## Selected text
• • •
Peter Truax was born in Steuben County, New York in 1828. While he was a boy his parents moved to Allegany County, New York where he later married Cordella Avery on September 23, 1852. Truax and his wife came to Wisconsin in 1853, and settled in Walworth County, Wisconsin. They moved to Eau Claire, Wisconsin in 1855, locating on what later was known as Truax Prairie, where he engaged in farming until 1865 when he moved to town and engaged in general merchandising until 1873.

Truax worked in logging and in farming. He also dealt largely in timber lands and invested extensively in real estate. Truax was generally considered one of Eau Claire's millionaires. Truax held a large interest in sawmill property of the Cloquet Lumber Company, and he also held interest in an Electric rail transport system in the State of Idaho. In 1893, Truax purchased the National Electric Company for $7,500.
• • •
## What you need to do
Copy the text about Peter Truax word for word, in full.

Records from a dataset
• • •
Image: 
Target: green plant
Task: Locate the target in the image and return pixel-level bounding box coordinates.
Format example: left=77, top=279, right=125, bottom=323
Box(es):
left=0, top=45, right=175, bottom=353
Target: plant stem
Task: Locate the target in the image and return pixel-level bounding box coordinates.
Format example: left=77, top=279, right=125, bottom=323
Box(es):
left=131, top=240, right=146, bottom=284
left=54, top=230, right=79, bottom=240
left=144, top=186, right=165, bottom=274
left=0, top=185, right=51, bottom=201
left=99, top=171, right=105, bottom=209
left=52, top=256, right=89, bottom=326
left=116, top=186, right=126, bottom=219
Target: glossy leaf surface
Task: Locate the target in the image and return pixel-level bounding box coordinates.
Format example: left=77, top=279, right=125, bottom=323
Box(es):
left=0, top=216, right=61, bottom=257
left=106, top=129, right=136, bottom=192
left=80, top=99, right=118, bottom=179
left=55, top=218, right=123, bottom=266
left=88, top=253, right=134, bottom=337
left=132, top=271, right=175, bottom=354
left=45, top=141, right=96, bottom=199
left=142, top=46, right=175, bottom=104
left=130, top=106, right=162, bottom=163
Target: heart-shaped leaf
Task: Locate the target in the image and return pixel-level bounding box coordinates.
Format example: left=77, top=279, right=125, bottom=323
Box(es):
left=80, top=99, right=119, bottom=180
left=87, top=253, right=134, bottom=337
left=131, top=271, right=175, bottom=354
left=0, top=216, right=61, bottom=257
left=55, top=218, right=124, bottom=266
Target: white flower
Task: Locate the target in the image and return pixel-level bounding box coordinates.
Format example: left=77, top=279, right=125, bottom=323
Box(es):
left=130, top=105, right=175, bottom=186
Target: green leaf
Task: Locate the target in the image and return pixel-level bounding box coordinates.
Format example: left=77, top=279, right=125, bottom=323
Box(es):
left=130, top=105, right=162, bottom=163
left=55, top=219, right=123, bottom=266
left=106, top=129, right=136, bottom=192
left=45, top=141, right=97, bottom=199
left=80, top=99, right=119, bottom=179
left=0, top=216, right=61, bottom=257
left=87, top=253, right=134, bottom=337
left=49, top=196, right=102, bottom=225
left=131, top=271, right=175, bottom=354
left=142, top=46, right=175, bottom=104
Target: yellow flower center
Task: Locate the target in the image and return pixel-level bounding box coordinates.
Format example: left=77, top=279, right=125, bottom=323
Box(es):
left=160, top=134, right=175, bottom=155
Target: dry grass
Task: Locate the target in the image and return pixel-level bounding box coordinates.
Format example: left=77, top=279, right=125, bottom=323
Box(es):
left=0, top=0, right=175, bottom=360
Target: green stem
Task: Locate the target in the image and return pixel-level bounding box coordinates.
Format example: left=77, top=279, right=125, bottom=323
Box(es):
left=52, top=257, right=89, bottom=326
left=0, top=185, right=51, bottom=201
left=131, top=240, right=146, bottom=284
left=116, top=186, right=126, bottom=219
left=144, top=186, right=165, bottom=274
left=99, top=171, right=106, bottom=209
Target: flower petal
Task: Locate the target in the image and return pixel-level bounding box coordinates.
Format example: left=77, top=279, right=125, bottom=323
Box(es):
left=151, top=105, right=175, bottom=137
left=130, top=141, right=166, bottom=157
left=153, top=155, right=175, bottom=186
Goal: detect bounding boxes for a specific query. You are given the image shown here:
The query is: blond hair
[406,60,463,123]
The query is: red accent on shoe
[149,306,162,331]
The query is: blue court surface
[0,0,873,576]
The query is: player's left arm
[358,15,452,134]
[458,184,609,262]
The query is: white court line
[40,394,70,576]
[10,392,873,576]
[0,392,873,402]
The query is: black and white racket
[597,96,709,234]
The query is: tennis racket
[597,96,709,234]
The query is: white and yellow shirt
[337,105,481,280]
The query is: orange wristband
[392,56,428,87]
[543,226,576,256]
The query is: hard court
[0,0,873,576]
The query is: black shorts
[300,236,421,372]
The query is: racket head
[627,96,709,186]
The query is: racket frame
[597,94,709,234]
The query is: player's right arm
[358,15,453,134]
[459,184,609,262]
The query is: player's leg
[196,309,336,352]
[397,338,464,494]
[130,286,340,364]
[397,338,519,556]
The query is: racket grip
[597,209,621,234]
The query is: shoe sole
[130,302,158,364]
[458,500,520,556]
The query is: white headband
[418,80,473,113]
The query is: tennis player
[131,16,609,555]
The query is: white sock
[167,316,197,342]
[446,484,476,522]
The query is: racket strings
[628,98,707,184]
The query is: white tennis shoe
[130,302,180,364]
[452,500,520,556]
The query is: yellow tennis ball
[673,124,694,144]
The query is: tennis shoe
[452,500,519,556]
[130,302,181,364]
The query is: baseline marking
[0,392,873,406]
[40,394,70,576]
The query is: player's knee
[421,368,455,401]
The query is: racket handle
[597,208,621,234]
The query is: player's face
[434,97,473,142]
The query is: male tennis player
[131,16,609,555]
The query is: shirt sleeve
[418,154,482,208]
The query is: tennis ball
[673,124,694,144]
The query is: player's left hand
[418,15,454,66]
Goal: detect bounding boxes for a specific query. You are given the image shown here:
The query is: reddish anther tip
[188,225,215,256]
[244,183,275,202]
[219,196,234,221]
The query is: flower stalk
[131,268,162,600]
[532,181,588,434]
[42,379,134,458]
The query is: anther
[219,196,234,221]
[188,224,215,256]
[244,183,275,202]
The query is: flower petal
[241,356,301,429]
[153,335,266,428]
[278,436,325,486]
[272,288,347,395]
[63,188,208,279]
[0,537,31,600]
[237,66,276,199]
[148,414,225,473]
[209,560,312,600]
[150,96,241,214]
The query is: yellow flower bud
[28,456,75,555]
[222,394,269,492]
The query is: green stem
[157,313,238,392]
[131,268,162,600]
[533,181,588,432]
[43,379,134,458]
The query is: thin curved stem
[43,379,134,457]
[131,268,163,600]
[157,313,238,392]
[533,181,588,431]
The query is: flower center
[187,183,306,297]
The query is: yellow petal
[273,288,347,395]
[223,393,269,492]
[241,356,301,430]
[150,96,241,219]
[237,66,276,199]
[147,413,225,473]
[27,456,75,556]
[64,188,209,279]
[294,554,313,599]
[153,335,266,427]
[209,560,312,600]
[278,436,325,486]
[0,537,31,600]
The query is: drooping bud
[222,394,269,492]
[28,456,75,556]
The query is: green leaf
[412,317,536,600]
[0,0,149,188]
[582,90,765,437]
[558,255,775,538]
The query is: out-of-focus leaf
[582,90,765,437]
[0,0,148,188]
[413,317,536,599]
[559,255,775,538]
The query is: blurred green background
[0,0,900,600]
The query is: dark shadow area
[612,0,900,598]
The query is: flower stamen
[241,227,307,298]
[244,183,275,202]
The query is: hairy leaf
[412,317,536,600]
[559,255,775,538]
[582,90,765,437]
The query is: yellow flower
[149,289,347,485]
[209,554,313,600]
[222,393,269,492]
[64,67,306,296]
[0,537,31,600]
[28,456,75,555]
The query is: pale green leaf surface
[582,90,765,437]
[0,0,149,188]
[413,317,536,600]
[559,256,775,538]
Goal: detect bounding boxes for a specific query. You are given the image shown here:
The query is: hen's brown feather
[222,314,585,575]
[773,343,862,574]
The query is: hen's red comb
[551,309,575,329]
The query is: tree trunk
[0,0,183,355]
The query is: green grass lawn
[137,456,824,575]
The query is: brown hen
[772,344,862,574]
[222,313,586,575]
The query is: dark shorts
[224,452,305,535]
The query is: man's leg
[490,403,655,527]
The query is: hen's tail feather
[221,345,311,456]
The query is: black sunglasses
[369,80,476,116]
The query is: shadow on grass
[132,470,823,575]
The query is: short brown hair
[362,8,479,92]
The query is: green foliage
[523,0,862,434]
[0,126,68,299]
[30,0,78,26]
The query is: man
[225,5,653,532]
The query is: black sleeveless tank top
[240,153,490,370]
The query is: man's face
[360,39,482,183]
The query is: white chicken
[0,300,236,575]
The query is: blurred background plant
• • •
## Result of this task
Peter Truax was born in Steuben County, New York in 1828. While he was a boy his parents moved to Allegany County, New York where he later married Cordella Avery on September 23, 1852. Truax and his wife came to Wisconsin in 1853, and settled in Walworth County, Wisconsin. They moved to Eau Claire, Wisconsin in 1855, locating on what later was known as Truax Prairie, where he engaged in farming until 1865 when he moved to town and engaged in general merchandising until 1873.

Truax worked in logging and in farming. He also dealt largely in timber lands and invested extensively in real estate. Truax was generally considered one of Eau Claire's millionaires. Truax held a large interest in sawmill property of the Cloquet Lumber Company, and he also held interest in an Electric rail transport system in the State of Idaho. In 1893, Truax purchased the National Electric Company for $7,500.